Content starts
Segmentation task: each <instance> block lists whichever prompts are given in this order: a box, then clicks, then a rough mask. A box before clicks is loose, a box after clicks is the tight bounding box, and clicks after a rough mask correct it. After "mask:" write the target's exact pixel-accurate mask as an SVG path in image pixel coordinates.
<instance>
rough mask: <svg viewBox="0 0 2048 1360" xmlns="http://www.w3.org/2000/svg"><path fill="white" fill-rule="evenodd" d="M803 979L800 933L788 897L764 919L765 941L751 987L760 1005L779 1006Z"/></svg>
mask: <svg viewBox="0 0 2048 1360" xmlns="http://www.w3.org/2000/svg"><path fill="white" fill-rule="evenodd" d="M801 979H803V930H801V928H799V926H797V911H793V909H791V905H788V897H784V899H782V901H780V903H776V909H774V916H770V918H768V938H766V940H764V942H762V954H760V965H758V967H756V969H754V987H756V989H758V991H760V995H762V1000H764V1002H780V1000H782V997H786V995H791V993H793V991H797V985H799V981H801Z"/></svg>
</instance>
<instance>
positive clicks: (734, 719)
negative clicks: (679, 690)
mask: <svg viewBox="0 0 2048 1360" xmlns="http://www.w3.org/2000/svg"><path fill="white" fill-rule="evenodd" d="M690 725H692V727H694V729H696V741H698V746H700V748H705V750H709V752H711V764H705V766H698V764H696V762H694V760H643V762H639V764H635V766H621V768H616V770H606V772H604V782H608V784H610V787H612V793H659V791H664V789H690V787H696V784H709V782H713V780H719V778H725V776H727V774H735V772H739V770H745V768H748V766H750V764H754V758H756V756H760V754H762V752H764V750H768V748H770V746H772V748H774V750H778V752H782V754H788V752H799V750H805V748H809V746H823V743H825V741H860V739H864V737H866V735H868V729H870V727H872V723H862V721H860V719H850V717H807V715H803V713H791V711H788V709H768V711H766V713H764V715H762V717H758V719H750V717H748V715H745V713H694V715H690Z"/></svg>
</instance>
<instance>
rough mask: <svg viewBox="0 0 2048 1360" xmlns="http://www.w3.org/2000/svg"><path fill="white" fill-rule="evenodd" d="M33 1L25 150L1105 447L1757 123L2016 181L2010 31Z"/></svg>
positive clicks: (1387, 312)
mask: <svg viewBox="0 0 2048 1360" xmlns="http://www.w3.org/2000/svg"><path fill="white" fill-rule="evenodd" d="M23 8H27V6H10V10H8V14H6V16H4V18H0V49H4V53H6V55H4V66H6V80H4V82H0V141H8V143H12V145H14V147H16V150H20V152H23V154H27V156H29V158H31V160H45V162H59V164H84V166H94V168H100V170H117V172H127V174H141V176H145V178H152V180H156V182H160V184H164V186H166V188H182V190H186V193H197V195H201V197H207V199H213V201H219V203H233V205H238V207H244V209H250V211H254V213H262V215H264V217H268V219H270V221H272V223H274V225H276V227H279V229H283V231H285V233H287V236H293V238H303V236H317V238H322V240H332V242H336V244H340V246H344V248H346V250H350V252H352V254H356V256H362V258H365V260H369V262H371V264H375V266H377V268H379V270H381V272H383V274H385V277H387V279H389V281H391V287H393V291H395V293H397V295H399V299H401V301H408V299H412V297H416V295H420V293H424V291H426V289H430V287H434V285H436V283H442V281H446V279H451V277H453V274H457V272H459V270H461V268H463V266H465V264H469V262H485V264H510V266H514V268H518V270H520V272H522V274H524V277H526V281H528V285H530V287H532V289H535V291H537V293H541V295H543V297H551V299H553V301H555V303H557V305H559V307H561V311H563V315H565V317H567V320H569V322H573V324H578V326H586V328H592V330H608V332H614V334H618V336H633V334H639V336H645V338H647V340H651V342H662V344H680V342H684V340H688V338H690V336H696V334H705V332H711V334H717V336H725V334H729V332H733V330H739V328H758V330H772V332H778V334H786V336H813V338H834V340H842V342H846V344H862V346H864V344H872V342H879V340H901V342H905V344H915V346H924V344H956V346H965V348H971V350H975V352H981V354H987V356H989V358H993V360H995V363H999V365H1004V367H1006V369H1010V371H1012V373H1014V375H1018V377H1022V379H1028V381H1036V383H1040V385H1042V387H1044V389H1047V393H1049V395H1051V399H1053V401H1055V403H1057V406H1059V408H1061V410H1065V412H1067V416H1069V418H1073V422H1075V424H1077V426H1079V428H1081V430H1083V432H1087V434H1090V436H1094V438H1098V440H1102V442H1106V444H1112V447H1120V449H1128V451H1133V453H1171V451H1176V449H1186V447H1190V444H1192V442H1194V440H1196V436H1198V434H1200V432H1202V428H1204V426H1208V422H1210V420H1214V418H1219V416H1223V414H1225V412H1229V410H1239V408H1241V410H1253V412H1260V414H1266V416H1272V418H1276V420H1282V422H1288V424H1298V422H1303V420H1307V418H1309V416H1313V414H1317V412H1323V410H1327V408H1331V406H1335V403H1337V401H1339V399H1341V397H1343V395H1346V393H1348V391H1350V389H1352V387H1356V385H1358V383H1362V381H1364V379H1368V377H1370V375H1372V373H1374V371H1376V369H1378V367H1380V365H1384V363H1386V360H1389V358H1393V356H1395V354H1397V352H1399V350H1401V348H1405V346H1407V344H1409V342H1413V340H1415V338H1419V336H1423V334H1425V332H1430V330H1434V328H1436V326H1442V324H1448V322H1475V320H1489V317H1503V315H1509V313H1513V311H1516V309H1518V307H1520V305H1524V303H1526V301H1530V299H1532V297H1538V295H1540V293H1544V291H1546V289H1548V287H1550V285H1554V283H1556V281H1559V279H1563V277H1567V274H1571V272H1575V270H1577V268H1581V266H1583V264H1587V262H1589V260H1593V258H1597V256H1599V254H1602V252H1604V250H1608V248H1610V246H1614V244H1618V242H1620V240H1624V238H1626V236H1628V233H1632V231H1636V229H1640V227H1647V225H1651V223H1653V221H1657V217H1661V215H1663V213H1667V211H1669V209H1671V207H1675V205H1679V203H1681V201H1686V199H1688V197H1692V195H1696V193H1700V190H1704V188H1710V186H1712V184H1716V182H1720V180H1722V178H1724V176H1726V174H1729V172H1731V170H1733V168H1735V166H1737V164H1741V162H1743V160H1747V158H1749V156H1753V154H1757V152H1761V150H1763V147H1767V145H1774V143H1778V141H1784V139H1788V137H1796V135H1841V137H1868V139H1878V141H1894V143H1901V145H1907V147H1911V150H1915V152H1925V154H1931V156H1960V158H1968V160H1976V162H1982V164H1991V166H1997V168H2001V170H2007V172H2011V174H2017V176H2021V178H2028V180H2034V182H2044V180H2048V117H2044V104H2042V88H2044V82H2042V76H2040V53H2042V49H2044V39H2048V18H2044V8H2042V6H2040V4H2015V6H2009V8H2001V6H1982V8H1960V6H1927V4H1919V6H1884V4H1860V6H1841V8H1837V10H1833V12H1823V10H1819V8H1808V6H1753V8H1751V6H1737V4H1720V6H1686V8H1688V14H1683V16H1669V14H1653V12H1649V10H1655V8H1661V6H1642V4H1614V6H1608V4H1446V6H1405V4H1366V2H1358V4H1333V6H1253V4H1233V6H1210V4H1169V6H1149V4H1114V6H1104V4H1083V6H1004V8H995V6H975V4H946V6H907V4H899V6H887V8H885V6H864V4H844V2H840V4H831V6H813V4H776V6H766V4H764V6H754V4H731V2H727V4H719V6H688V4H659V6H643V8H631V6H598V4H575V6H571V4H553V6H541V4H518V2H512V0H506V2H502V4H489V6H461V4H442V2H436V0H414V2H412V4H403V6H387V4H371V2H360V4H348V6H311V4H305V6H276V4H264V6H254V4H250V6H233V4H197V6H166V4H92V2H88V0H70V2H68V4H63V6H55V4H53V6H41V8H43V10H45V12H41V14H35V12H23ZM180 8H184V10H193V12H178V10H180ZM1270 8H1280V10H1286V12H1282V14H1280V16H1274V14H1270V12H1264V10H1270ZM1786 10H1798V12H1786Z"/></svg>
Content ends
**What you will do**
Each line from the top of the records down to the one with "1L25 150L1105 447L1757" must be retyped exactly; include both ends and nothing else.

**Result of this exercise**
Segmentation task: each <instance> block lists whichever prompts are given in this order: a box, then clicks, then a rough mask. A box before clicks is loose, a box after clicks is the tight bounding box, and clicks after a rough mask correct it. After "mask:" write the target's exact pixel-accurate mask as an SVG path in image pixel coordinates.
<instance>
rough mask: <svg viewBox="0 0 2048 1360" xmlns="http://www.w3.org/2000/svg"><path fill="white" fill-rule="evenodd" d="M803 979L800 933L788 897L764 919L765 941L751 987L760 1005L779 1006Z"/></svg>
mask: <svg viewBox="0 0 2048 1360" xmlns="http://www.w3.org/2000/svg"><path fill="white" fill-rule="evenodd" d="M801 979H803V930H801V928H799V926H797V911H793V909H791V905H788V897H784V899H782V901H780V903H776V909H774V916H770V918H768V938H766V940H764V942H762V954H760V965H758V967H756V969H754V987H756V989H758V991H760V995H762V1000H764V1002H780V1000H782V997H786V995H791V993H793V991H797V985H799V981H801Z"/></svg>
</instance>
<instance>
positive clicks: (734, 719)
negative clicks: (679, 690)
mask: <svg viewBox="0 0 2048 1360" xmlns="http://www.w3.org/2000/svg"><path fill="white" fill-rule="evenodd" d="M690 725H692V727H694V729H696V741H698V746H700V748H705V750H709V752H711V764H705V766H698V764H696V762H694V760H643V762H639V764H635V766H621V768H616V770H606V772H604V782H608V784H610V787H612V793H659V791H664V789H690V787H696V784H709V782H713V780H719V778H725V776H727V774H735V772H739V770H745V768H748V766H750V764H754V758H756V756H760V754H762V752H764V750H768V748H770V746H772V748H774V750H778V752H782V754H788V752H799V750H805V748H809V746H823V743H825V741H860V739H864V737H866V735H868V729H870V727H872V723H862V721H860V719H850V717H807V715H803V713H791V711H788V709H768V711H766V713H764V715H762V717H758V719H750V717H748V715H745V713H694V715H690Z"/></svg>
</instance>
<instance>
rough mask: <svg viewBox="0 0 2048 1360" xmlns="http://www.w3.org/2000/svg"><path fill="white" fill-rule="evenodd" d="M33 1L25 150L1105 447L1757 123L2016 181L2010 31Z"/></svg>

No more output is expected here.